Records drawn from a collection
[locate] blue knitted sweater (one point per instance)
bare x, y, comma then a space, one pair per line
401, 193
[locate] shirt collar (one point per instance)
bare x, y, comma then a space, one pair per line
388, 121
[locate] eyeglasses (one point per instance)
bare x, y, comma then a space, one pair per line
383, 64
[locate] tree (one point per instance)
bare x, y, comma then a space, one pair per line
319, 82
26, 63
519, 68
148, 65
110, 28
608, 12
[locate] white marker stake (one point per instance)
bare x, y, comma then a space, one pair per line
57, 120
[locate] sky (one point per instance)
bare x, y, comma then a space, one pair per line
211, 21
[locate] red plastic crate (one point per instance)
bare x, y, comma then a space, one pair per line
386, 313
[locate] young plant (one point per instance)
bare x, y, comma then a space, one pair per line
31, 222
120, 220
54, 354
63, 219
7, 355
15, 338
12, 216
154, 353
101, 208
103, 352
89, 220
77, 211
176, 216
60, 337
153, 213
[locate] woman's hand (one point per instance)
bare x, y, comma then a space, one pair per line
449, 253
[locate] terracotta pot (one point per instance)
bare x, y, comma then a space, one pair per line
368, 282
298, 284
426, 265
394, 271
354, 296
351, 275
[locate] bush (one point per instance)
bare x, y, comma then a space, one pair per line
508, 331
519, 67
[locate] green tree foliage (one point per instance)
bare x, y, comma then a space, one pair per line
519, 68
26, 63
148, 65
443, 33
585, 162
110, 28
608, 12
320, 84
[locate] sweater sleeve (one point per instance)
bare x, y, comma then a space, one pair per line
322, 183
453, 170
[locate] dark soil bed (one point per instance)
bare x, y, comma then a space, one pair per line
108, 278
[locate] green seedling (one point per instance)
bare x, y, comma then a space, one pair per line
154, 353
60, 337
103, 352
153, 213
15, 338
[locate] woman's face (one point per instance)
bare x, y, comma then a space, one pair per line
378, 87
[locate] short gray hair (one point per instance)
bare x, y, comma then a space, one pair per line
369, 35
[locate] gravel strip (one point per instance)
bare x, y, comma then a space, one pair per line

§ Exercise instructions
Rewrite every one of the rows above as a numbered list, omitting any blank lines.

§ Exercise solution
1. [locate] blue knitted sweater (one point per instance)
2. bare x, y, comma then a space, one pair per line
3. 401, 193
4. [locate] shirt collar (one point per instance)
5. bare x, y, comma then a space, one pair per line
6. 388, 121
7. [locate] eyeglasses (one point per instance)
8. bare x, y, comma then a space, one pair per line
9. 383, 64
10. [locate] tree (one point per instance)
11. bare x, y, comma then a space, one pair per line
12. 319, 82
13. 26, 63
14. 519, 68
15. 148, 65
16. 110, 28
17. 608, 12
18. [locate] white marker stake (one point per instance)
19. bare x, y, comma then a space, one pair per line
20. 57, 120
21. [locate] sky (one point per instance)
22. bare x, y, comma then a space, one pair per line
23. 211, 21
24. [locate] red plastic crate (one point per instance)
25. bare x, y, comma then a space, one pair per line
26. 386, 313
27. [locate] young plant (one point per instance)
28. bare x, y, comma then a space, one pair per line
29. 31, 222
30. 120, 220
31. 54, 354
32. 63, 219
33. 7, 355
34. 15, 338
35. 12, 216
36. 154, 353
37. 101, 208
38. 103, 352
39. 89, 220
40. 77, 211
41. 176, 216
42. 60, 337
43. 153, 213
44. [locate] woman's hand (one point per instance)
45. bare x, y, comma then a space, one pair per line
46. 449, 253
47. [locate] terracotta pot (one point per instance)
48. bare x, y, comma then a space, one pair per line
49. 368, 282
50. 298, 284
51. 426, 265
52. 394, 271
53. 354, 296
54. 351, 275
55. [locate] bush (one point per instance)
56. bare x, y, comma then a space, one pair per line
57. 508, 331
58. 519, 67
59. [locate] green tree foliage (one point per instance)
60. bare x, y, comma then a space, one pair per line
61. 519, 68
62. 26, 63
63. 148, 65
64. 443, 33
65. 585, 162
66. 110, 28
67. 608, 12
68. 320, 84
69. [locate] sweater sleeve (one point per instance)
70. bare x, y, comma then a space, one pair per line
71. 322, 183
72. 453, 170
73. [locate] dark soil bed (one point per instance)
74. bare x, y, comma then a space, one pair per line
75. 108, 278
76. [locate] green seedling (one point per instance)
77. bare x, y, comma then a space, one pair per line
78. 154, 353
79. 60, 337
80. 103, 352
81. 153, 213
82. 15, 338
83. [locate] woman's face (one point per instance)
84. bare x, y, comma then a space, one pair per line
85. 378, 87
86. [locate] short gray hair (one point per instance)
87. bare x, y, comma then a space, one pair per line
88. 369, 35
89. [locate] gravel strip (one point per instance)
90. bare x, y, comma then a space, one pair per line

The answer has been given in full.